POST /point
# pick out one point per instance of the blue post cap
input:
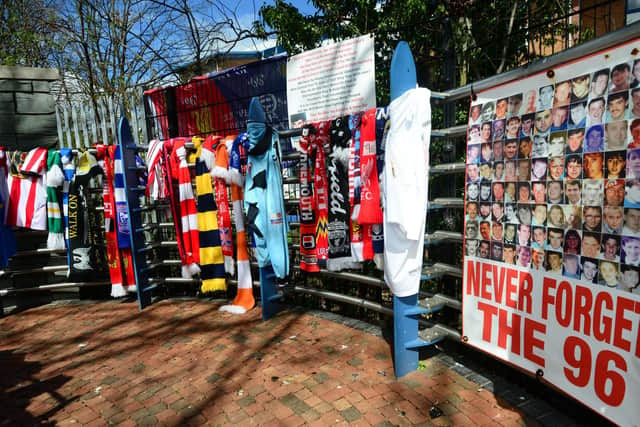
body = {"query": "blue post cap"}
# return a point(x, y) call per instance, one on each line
point(403, 70)
point(256, 112)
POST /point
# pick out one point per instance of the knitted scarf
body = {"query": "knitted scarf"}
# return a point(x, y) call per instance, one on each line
point(211, 257)
point(244, 300)
point(185, 216)
point(82, 250)
point(55, 179)
point(266, 215)
point(339, 212)
point(156, 170)
point(27, 206)
point(105, 155)
point(7, 240)
point(382, 122)
point(357, 237)
point(220, 173)
point(321, 191)
point(308, 258)
point(370, 210)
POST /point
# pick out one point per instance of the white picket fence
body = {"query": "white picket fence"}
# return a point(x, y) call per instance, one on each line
point(80, 127)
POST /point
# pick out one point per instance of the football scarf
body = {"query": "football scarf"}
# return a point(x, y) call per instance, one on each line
point(264, 200)
point(187, 219)
point(357, 237)
point(156, 172)
point(7, 240)
point(220, 173)
point(81, 241)
point(308, 258)
point(115, 257)
point(211, 257)
point(339, 212)
point(27, 206)
point(244, 300)
point(55, 179)
point(321, 191)
point(382, 125)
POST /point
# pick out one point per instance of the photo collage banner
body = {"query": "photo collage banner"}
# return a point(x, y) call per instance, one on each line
point(552, 197)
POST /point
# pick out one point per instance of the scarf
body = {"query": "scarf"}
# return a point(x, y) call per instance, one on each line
point(156, 171)
point(377, 230)
point(27, 205)
point(7, 240)
point(55, 179)
point(220, 174)
point(83, 265)
point(266, 215)
point(356, 235)
point(244, 300)
point(308, 258)
point(321, 191)
point(339, 212)
point(211, 257)
point(185, 212)
point(370, 211)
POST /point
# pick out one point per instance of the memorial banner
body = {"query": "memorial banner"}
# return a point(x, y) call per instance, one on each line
point(331, 81)
point(552, 228)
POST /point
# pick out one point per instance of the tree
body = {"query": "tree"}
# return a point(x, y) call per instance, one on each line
point(26, 32)
point(452, 41)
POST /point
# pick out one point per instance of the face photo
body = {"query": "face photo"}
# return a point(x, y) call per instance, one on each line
point(630, 250)
point(471, 247)
point(595, 111)
point(617, 104)
point(488, 111)
point(593, 165)
point(589, 270)
point(555, 240)
point(594, 139)
point(573, 166)
point(592, 192)
point(611, 247)
point(554, 192)
point(615, 134)
point(556, 168)
point(590, 244)
point(573, 192)
point(556, 144)
point(592, 218)
point(614, 192)
point(539, 146)
point(615, 164)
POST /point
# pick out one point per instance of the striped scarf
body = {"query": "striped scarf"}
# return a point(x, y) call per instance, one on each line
point(187, 221)
point(221, 174)
point(211, 257)
point(244, 300)
point(308, 258)
point(55, 179)
point(7, 240)
point(156, 170)
point(27, 205)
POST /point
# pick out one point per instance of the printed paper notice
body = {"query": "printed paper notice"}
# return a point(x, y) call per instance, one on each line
point(331, 81)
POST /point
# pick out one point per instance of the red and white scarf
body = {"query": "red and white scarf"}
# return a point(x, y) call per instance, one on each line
point(187, 221)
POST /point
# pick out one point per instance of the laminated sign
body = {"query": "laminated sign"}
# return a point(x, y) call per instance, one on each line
point(552, 228)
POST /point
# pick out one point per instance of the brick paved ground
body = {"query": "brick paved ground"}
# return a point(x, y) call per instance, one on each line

===============

## PROBLEM TO WORK ON
Search the records above for "face". Copy each line where it is found.

## WORKED SOLUTION
# pick out one point per instance of the face photo
body = {"query": "face photo"}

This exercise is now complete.